▸ WHAT YOU WILL DO:
Copy every line of the data below that contains the word "gets".

* START EXERCISE INPUTS *

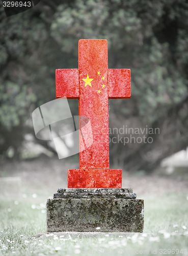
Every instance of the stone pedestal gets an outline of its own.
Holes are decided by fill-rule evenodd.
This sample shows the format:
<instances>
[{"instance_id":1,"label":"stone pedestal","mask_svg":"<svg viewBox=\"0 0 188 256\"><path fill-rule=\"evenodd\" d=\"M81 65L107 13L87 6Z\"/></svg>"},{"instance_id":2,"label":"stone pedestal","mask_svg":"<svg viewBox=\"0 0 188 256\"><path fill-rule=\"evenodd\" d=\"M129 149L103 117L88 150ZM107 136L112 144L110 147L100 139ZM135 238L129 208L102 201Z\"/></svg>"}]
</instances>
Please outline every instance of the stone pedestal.
<instances>
[{"instance_id":1,"label":"stone pedestal","mask_svg":"<svg viewBox=\"0 0 188 256\"><path fill-rule=\"evenodd\" d=\"M131 188L59 188L46 203L47 231L143 232L136 197Z\"/></svg>"}]
</instances>

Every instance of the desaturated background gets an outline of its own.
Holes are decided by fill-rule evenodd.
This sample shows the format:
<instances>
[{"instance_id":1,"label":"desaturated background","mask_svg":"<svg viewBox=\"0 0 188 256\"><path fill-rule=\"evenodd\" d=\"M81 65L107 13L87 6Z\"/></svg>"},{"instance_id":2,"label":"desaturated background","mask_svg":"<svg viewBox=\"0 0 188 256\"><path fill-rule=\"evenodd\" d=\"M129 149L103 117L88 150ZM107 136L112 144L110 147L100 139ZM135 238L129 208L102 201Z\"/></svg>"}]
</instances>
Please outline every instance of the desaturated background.
<instances>
[{"instance_id":1,"label":"desaturated background","mask_svg":"<svg viewBox=\"0 0 188 256\"><path fill-rule=\"evenodd\" d=\"M55 176L56 164L66 172L78 167L78 154L60 160L50 142L36 138L32 113L55 99L56 69L77 68L82 38L106 39L109 68L131 69L131 98L109 101L110 137L126 137L125 144L110 143L111 168L172 173L180 166L187 172L185 0L41 0L10 17L1 6L0 19L1 176L14 175L17 163L26 173L33 168L35 177L46 162ZM78 101L69 102L77 115ZM62 141L68 148L67 142ZM163 159L182 150L182 166L178 157L163 168Z\"/></svg>"}]
</instances>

* END EXERCISE INPUTS *

▸ EXERCISE RESPONSE:
Every instance of the stone pedestal gets an outline of its own.
Every instance of the desaturated background gets an outline of its own.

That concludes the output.